• **What is needed**
Change every occurrence of "top-left corner" to "upper-left corner" in the material and change nothing else. Leave the pictures out of your answer.

• **Recorded data**

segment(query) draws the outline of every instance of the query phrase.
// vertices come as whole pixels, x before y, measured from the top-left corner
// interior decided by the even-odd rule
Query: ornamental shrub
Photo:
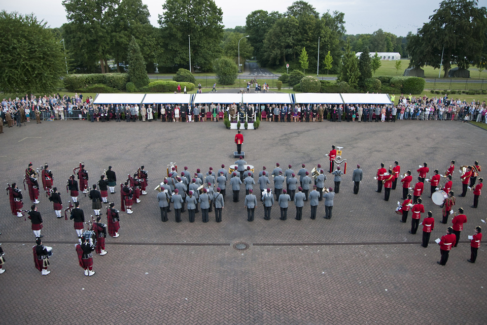
[[[365,89],[367,91],[377,92],[380,90],[382,83],[377,78],[368,78],[365,79]]]
[[[283,73],[279,76],[277,80],[282,81],[283,83],[288,83],[288,81],[289,81],[289,75],[287,73]]]
[[[321,84],[316,77],[307,76],[301,79],[301,91],[303,92],[320,92]]]
[[[178,70],[176,75],[172,77],[172,80],[178,82],[191,82],[196,83],[196,79],[189,70],[180,69]]]
[[[300,70],[293,70],[289,74],[288,83],[289,84],[290,87],[293,87],[294,85],[299,83],[303,77],[304,77],[304,74],[301,72]]]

• **Worked answer**
segment(query) draws the outline of every instance of the query phrase.
// vertices come as whole pixels, x before y, measured from the upper-left corner
// interior decided by the even-odd rule
Query: ornamental shrub
Photo:
[[[365,89],[367,91],[377,92],[380,90],[382,83],[377,78],[368,78],[365,79]]]
[[[283,73],[279,76],[277,80],[282,81],[283,83],[288,83],[288,81],[289,81],[289,75],[287,73]]]
[[[321,84],[316,77],[307,76],[301,79],[301,91],[303,92],[320,92]]]
[[[178,70],[176,75],[172,77],[172,80],[178,82],[191,82],[196,83],[196,79],[189,70],[180,69]]]
[[[300,70],[293,70],[289,74],[288,83],[289,84],[290,87],[293,87],[294,85],[299,83],[303,77],[304,77],[304,74],[301,72]]]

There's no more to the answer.